▶ [Exercise 1]:
Based on the wavelength stabilization text, decide whether each statement agrees with it. Answer yes or no and quote the words that settle each one.
(a) Semiconductor laser bars typically have a spectral bandwidth of about 3 to 6 nm.
(b) When Nd:YVO4 is pumped at 888nm, its absorption coefficient changes with polarization direction.
(c) In the fast axis direction, beam quality is far above the diffraction limit.
▶ [Exercise 2]: Using the wavelength stabilization text, explain in one to three sentences why the pump laser's spectrum must now be controlled when pumping Nd-doped solid crystals at 808nm.
▶ [Exercise 3]:
Answer these questions from the wavelength stabilization text:
(a) What linewidth do alkali metal vapor lasers require?
(b) At which pump wavelength is Nd:YVO4 in the isotropic absorption region?
(c) What is the slow axis beam quality of a standard 10mm large-area semiconductor laser bar?

Wavelength stabilization technology for high power semiconductor lasers

1. Introduction

As a mature laser light source, high- power semiconductor laser systems are widely used in material processing and solid-state laser pumping . Although high-power semiconductors have many advantages such as high conversion efficiency, high power, high reliability, long life, small size and low cost, the relatively poor spectral brightness is a disadvantage that cannot be ignored. The typical spectral bandwidth of semiconductor laser bars is about 3 to 6nm, and the peak wavelength will drift due to the influence of operating current and operating temperature.

Typically, Nd-doped solid crystals are pumped for their relatively wide 808nm absorption band, and standard semiconductor laser systems can easily meet the spectral requirements of 808nm pumping. However, in the past few years, with the continuous increase in the operating current and power of semiconductor laser bars, a larger wavelength drift has been generated in the process of rising from the threshold current to the operating current. In order to ensure stable and effective pumping over the entire operating range, it is necessary to control the spectrum of the pump semiconductor laser so that its spectral bandwidth always matches the absorption bandwidth of the activated laser medium.

On the other hand, the rapid development of fiber lasers has also increased the demand for pump sources at other wavelengths. For example, a standard ytterbium-doped fiber laser with a pump wavelength of around 1080nm requires a 915nm, 940nm, and 980nm fiber-coupled semiconductor laser system, especially the 980nm pump region, because ytterbium-doped materials have a higher absorption coefficient and a narrower absorption bandwidth in this pump region.

Another new pump wavelength is to pump Nd:YVO4 at 888nm. Compared with 808nm pumping, the advantage of 888nm pumping is that this wavelength is in the isotropic absorption region, that is, it has the same absorption coefficient in all polarization directions and has a small quantum loss. [1]

One of the applications with the highest demands on spectral linewidth is the optical pumping of alkali metal vapor lasers (such as rubidium or cesium), which require linewidths of approximately 10 GHz. For these applications, efficient pumping requires controlling the spectrum of the semiconductor laser pump source. [2]

Another disadvantage of high-power semiconductor laser systems consisting of multiple semiconductor laser bars is the relatively poor beam quality and brightness B, where B is defined by equation (1). The brightness of a semiconductor laser beam is determined by the laser power P and the beam parameter product (BPP) a in the slow and fast axis directions. [3]

The output beam of a common large-area semiconductor laser bar is characterized by highly asymmetric parameters for beam size and divergence angle. The beam quality in the fast axis direction is about 1mm•mrad, which is close to the diffraction limit; however, the beam quality in the slow axis direction of a standard 10mm large-area semiconductor laser bar is between 400 and 500mm•mrad, far exceeding the diffraction limit.

▶ [Data block]:
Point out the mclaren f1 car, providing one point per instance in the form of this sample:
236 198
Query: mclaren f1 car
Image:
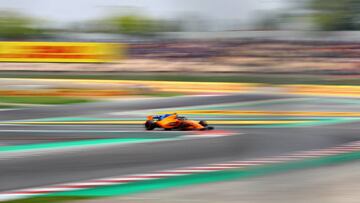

▶ [Result 1]:
(a) Yes: "The typical spectral bandwidth of semiconductor laser bars is about 3 to 6nm"
(b) No: "it has the same absorption coefficient in all polarization directions"
(c) No: "The beam quality in the fast axis direction is about 1mm•mrad, which is close to the diffraction limit"

▶ [Result 2]: Operating currents and powers of semiconductor laser bars have kept rising, so the wavelength now drifts further as the current rises from the threshold current to the operating current. Stable and effective pumping over the entire operating range requires the pump laser's spectral bandwidth to always match the absorption bandwidth of the active laser medium.

▶ [Result 3]:
(a) Approximately 10 GHz.
(b) 888nm.
(c) Between 400 and 500mm•mrad.